→ THE TASK:
Rewrite all of the records below, changing "photograph" to "image" wherever it occurs and leaving everything else unchanged. Leave out the pictures.

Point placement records
= = = = = = =

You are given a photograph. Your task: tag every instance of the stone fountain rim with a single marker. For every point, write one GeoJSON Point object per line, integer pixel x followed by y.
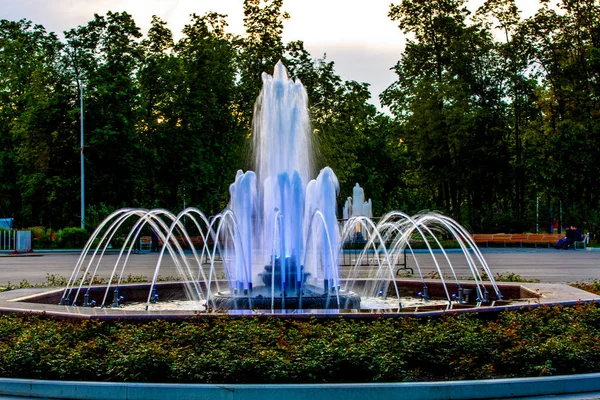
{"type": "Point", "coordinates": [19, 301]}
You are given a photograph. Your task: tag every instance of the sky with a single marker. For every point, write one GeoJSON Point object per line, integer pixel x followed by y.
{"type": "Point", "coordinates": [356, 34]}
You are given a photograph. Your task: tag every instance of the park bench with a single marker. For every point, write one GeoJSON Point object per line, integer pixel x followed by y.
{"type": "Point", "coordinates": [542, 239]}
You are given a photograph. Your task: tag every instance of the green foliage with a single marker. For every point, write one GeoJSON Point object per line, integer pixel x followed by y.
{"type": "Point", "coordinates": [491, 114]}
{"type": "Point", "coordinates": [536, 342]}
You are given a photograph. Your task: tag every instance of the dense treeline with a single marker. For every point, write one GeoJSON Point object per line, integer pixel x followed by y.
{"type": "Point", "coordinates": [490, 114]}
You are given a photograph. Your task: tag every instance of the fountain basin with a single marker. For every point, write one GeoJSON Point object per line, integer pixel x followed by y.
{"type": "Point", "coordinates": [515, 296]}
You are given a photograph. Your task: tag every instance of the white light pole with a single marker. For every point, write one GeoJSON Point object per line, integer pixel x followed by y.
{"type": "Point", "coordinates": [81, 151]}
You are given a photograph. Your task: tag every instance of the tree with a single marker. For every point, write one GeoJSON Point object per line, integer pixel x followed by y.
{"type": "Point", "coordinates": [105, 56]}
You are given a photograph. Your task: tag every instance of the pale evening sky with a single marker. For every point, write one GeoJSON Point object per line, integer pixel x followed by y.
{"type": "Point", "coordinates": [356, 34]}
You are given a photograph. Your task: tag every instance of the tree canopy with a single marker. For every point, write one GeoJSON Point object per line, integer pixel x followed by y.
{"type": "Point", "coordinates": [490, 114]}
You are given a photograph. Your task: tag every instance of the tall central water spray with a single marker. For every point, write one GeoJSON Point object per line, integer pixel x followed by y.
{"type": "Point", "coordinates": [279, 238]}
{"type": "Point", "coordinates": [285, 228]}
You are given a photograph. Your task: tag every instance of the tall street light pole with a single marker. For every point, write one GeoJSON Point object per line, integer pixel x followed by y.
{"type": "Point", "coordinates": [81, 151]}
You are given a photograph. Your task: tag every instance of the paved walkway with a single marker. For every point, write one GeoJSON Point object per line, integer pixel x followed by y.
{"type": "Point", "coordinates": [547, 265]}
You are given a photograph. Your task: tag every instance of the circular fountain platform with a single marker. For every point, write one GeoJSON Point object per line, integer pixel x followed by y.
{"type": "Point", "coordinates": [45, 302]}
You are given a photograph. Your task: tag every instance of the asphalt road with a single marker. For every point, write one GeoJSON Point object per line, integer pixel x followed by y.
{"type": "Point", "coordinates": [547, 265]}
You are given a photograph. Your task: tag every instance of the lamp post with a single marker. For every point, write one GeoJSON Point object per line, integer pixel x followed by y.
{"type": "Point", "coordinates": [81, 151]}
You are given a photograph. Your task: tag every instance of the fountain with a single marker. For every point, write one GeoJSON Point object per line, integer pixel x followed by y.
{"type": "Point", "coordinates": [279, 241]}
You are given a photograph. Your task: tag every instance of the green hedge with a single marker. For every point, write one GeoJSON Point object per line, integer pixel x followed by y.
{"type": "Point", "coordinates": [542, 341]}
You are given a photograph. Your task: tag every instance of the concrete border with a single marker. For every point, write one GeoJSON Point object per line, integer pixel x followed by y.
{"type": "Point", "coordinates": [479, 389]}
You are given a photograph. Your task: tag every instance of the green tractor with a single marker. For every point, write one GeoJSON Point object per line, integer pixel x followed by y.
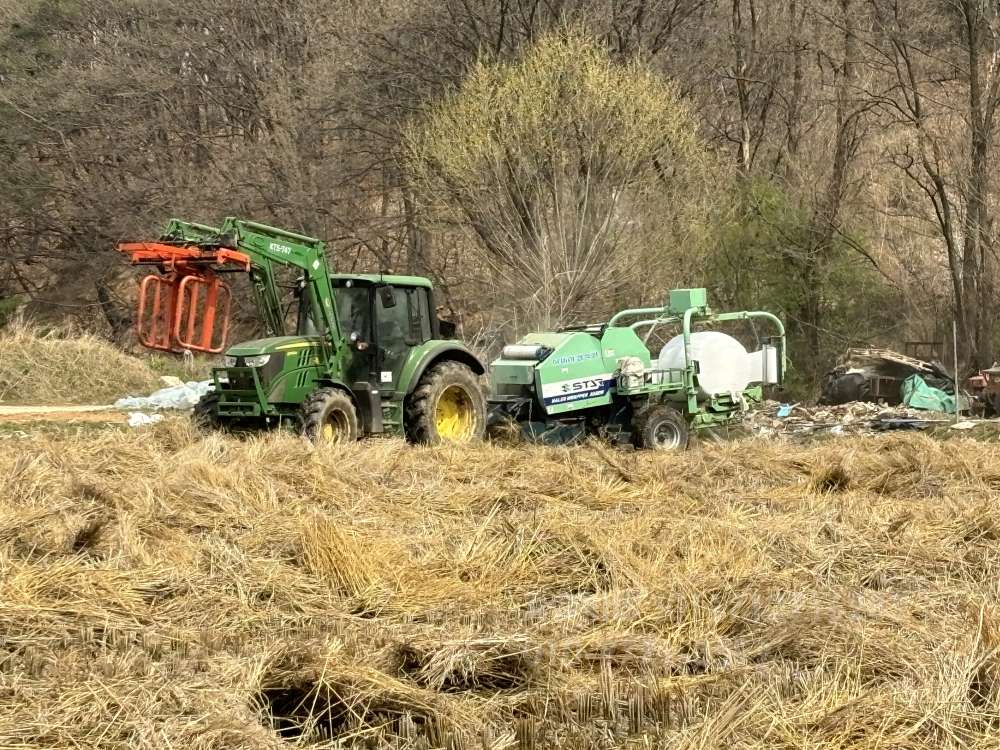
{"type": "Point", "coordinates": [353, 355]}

= = = = = = =

→ SOLUTION TO THIS EXERCISE:
You are given a image. Your task: tag every instance of the stone fountain rim with a single marker. For every point, write one GeoJSON Point object per line, integer pixel x followed by y.
{"type": "Point", "coordinates": [19, 301]}
You are given a image. Your task: tag every instance of the sky with a single marker. For every point, write one GeoJSON Point object per line, integer pixel x followed by y.
{"type": "Point", "coordinates": [356, 34]}
You are given a image. Your task: tag every instance of the park bench with a single marker. For every point, write one GeoJSON Point object per line, integer pixel x followed by y.
{"type": "Point", "coordinates": [542, 239]}
You are given a image. Your task: tag every instance of the green foliage with a single marker. For every point, write one GeoJSON Point object per line, integer pixel x followed by y.
{"type": "Point", "coordinates": [491, 114]}
{"type": "Point", "coordinates": [536, 342]}
You are given a image. Your task: tag every instance of the dense treeline with a single marker. For every point, write one GeoJSON Point object per line, integer pixel x followed by y.
{"type": "Point", "coordinates": [490, 114]}
You are given a image. Your task: tag every instance of the fountain basin with a single marker. For every point, write one GeoJSON Point object per line, integer pixel x followed by y.
{"type": "Point", "coordinates": [515, 296]}
You are given a image. Your task: tag every instance of the white light pole with a single marker. For every point, write one GeoJSON Point object per line, integer pixel x followed by y.
{"type": "Point", "coordinates": [81, 151]}
You are given a image. Your task: tag every instance of the tree with a single marker. For every point, write one GeoJSON Point object per line, integer pixel x followed by y.
{"type": "Point", "coordinates": [105, 56]}
You are given a image. Your task: tag every instance of the pale evening sky with a single marker. For every point, write one GeoJSON Point object per line, integer pixel x followed by y.
{"type": "Point", "coordinates": [356, 34]}
You are given a image. Your task: tag every instance of the tree canopy with a single marker. For every point, write one GeoJSON Point object per line, integer pixel x followed by y.
{"type": "Point", "coordinates": [490, 114]}
You are given a image. Your task: tag every instance of the tall central water spray with a single marker. For every point, write one GeoJSON Point object per line, integer pixel x followed by y.
{"type": "Point", "coordinates": [279, 238]}
{"type": "Point", "coordinates": [285, 228]}
You are given a image. Your task: tag every instance of the tall street light pole with a single marker. For every point, write one GeoJSON Point object per line, integer pixel x followed by y.
{"type": "Point", "coordinates": [81, 151]}
You are given a image. Your task: tag every instance of the paved walkway with a single marker. For every point, write one GeoJSON Point object per line, integer pixel x followed by y.
{"type": "Point", "coordinates": [547, 265]}
You are given a image. Your task: tag every instance of the circular fountain platform with a single marker. For every point, write one GeoJSON Point object per line, integer pixel x followed by y.
{"type": "Point", "coordinates": [45, 302]}
You are given a image. Your task: tag every instance of the asphalt road with a single marker. For every point, write one GeoJSON Point object per line, integer pixel x followed by y.
{"type": "Point", "coordinates": [547, 265]}
You are given a image. Your task: tag every instance of the lamp post with a single marker. For every point, write one GeoJSON Point object per line, integer pixel x followed by y.
{"type": "Point", "coordinates": [81, 151]}
You are given a image. Your task: tag every instance of the fountain with a single marker. For every point, write one GeoJSON Point object per line, integer pixel x followed by y.
{"type": "Point", "coordinates": [279, 241]}
You are given a image. Your task: tag every instance of the green hedge with a single marker. For every point, write one GeoJSON Point object per line, integer pixel x followed by y.
{"type": "Point", "coordinates": [542, 341]}
You are given a image. Your task: tag every instance of the concrete border with a single marker. For every point, write one GeoJSON Point object per line, integer pixel x followed by y.
{"type": "Point", "coordinates": [479, 389]}
You are given a image. Your task: tag every instance of the green tractor with a single marker. For every point, write one GeoJSON Point object per line, integer pixel x followed by y.
{"type": "Point", "coordinates": [353, 355]}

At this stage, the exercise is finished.